## PROBLEM STATEMENT
Please give back the listing below in full. Change nothing.

++++ RECORD EXCERPTS ++++

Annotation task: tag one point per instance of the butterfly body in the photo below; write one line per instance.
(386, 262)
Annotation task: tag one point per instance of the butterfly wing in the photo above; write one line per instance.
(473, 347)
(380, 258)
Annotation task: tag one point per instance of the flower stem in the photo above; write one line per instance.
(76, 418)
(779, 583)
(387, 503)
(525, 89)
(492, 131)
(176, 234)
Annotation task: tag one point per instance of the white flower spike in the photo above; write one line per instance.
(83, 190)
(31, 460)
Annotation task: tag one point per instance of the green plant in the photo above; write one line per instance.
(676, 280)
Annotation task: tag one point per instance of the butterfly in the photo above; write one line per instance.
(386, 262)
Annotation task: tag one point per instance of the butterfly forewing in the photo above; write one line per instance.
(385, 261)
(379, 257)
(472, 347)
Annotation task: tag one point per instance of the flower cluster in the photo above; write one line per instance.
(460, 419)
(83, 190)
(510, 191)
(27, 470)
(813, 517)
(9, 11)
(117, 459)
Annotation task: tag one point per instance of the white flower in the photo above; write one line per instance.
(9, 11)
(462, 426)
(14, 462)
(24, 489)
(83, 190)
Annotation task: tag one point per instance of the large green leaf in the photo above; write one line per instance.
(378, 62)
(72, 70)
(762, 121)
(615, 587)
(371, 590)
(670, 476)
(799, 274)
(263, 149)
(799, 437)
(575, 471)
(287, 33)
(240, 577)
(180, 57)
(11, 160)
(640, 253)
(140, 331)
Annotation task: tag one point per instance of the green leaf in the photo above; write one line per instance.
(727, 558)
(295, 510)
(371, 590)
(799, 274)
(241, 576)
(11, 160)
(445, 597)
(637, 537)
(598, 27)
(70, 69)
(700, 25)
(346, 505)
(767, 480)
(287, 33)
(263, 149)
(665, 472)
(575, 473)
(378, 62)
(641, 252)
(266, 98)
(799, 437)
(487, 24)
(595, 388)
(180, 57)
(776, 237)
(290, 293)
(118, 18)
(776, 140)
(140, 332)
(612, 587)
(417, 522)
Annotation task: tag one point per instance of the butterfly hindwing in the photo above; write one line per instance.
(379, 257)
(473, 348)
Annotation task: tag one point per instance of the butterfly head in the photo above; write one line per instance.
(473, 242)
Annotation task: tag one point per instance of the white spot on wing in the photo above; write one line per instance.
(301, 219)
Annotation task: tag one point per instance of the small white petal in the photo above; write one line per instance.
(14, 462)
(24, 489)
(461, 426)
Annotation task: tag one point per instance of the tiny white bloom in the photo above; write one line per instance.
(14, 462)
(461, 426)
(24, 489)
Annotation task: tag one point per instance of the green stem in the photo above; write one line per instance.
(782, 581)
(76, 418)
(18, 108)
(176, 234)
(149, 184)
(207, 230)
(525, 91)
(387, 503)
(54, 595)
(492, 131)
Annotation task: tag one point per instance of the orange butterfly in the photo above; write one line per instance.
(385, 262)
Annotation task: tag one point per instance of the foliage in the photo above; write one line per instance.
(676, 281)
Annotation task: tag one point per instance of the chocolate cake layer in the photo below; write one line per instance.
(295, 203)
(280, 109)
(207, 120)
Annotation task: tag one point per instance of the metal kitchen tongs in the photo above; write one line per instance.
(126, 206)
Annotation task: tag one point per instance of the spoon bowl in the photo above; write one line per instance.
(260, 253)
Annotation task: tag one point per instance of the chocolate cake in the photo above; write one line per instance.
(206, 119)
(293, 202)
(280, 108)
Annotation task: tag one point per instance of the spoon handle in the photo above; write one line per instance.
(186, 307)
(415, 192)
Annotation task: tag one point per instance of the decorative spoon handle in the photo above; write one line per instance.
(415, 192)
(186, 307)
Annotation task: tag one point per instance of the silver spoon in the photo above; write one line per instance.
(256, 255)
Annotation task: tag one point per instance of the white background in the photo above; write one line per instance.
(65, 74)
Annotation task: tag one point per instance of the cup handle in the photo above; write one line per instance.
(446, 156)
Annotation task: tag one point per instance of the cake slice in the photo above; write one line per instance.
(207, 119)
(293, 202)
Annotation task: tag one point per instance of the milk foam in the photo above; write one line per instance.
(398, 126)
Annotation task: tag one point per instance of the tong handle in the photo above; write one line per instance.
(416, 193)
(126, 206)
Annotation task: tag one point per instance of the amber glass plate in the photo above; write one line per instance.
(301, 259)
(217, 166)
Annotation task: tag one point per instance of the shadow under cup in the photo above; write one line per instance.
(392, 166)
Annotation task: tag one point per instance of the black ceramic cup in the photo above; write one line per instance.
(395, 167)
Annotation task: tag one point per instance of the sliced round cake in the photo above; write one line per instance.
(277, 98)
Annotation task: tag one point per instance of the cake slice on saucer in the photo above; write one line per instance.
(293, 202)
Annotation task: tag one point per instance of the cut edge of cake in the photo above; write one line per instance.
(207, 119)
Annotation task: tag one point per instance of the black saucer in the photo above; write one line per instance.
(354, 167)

++++

## RESULT BELOW
Annotation task: tag one point per instance of the butterfly body in the photo below; write one line per instance.
(386, 262)
Annotation task: tag one point per instance of the butterfly wing in the photo above; write one line per instance.
(473, 347)
(380, 258)
Annotation task: tag one point per instance of the flower stem in the photo above; write one line per instance.
(76, 418)
(779, 583)
(387, 503)
(525, 89)
(492, 131)
(176, 234)
Annotation task: tag one point per instance of the white flower spike in the photo above; write one line per instance.
(83, 190)
(31, 460)
Annotation task: tag one point per instance of the green plant in the photo above; write one line per instance.
(676, 280)
Annotation task: tag one point per instance of the butterfly in the photo above; write one line per instance.
(386, 262)
Annotation task: tag one point per instance of the butterfly forewing in the photo above; write one line per instance.
(385, 261)
(379, 257)
(472, 347)
Annotation task: tag one point per instance of the flower cluster in the photo above; write one line per instance.
(460, 419)
(83, 190)
(510, 191)
(27, 470)
(813, 517)
(9, 11)
(117, 459)
Annotation task: tag one point per instance of the white flower in the photo above; write one line per instance.
(9, 11)
(462, 426)
(14, 462)
(24, 489)
(83, 190)
Annotation task: tag one point per instance of the large green leaf in the photo above; write one line per instance.
(378, 62)
(72, 70)
(762, 121)
(615, 587)
(371, 590)
(670, 476)
(799, 274)
(263, 149)
(799, 437)
(575, 471)
(287, 33)
(240, 577)
(180, 57)
(11, 160)
(640, 253)
(140, 331)
Annotation task: tag one point per instance of the green leaf in the photo above; write one line per instance.
(727, 558)
(295, 510)
(371, 590)
(799, 274)
(241, 576)
(11, 160)
(445, 597)
(637, 537)
(598, 27)
(70, 69)
(700, 25)
(346, 505)
(767, 480)
(287, 33)
(263, 149)
(665, 472)
(575, 473)
(378, 62)
(641, 252)
(266, 98)
(799, 437)
(487, 24)
(595, 388)
(180, 57)
(776, 237)
(290, 293)
(118, 18)
(776, 140)
(140, 332)
(612, 587)
(417, 522)
Annotation task: tag one point per instance of the butterfly hindwing in the photo above; write one line per instance.
(379, 257)
(473, 348)
Annotation task: tag one point per instance of the butterfly head in the photo above; write one line per instance.
(473, 242)
Annotation task: tag one point per instance of the white spot on wing in the photo above; write one line per instance.
(301, 219)
Annotation task: tag one point per instance of the small white petal in the photo above; write one line per instance.
(14, 462)
(24, 489)
(461, 426)
Annotation task: tag one point per instance of the tiny white bloom in the photo above; write one line per instance.
(14, 462)
(461, 426)
(24, 489)
Annotation task: tag one point per instance of the green stem in the photo above; write one line per instance.
(782, 581)
(76, 418)
(18, 108)
(176, 234)
(149, 184)
(207, 230)
(525, 91)
(387, 503)
(54, 595)
(492, 131)
Annotation task: tag one point per instance of the orange butterfly in the photo above; write one line per instance.
(385, 262)
Annotation task: tag one point per instance of the foliage in the photo above; write one line per instance.
(676, 281)
Annotation task: tag one point per instance of the chocolate cake layer in the photo below; write one line per instance.
(295, 203)
(280, 109)
(207, 120)
Annotation task: tag one point per instance of the metal kitchen tongs in the photo above; write one line per instance.
(126, 206)
Annotation task: tag one point per instance of the spoon bowl in the photo above; write one line per instance.
(260, 253)
Annotation task: tag one point per instance of the chocolate cake in the photo above; write one line per instance.
(206, 119)
(293, 202)
(280, 108)
Annotation task: tag one point per instance of the spoon handle in the photo above; write one line per instance.
(186, 307)
(415, 192)
Annotation task: tag one point per instance of the decorative spoon handle in the photo above; write one line per instance.
(415, 192)
(186, 307)
Annotation task: tag one point per instance of the silver spoon in the photo above; write one line per instance.
(256, 255)
Annotation task: tag one point per instance of the white background in the photo above; write one line per instance.
(65, 74)
Annotation task: tag one point per instance of the cup handle in the photo above; write one line per instance.
(446, 156)
Annotation task: tag one point per instance of the cake slice in the photo above; write one line per instance.
(207, 119)
(293, 202)
Annotation task: tag one point per instance of the milk foam in the photo above; write one line per instance.
(398, 126)
Annotation task: tag one point per instance of the tong handle in the photo above; write one line per instance.
(416, 193)
(126, 206)
Annotation task: tag one point per instance of the amber glass plate in the photo above; write one line per instance.
(301, 259)
(217, 166)
Annotation task: tag one point per instance of the shadow under cup in the photo above; write one line per instance.
(392, 166)
Annotation task: tag one point per instance of the black ceramic cup in the photo above; write one line per instance.
(395, 167)
Annotation task: tag one point per instance of the sliced round cake in the photo above; write one line per instance.
(277, 98)
Annotation task: tag one point per instance of the cake slice on saucer in the photo above; write one line per instance.
(293, 202)
Annotation task: tag one point per instance of the cut edge of cake in the photo above; write one line per instance.
(207, 119)
Annotation task: tag one point per instance of the black saucer in the photo above; write one line per instance.
(354, 167)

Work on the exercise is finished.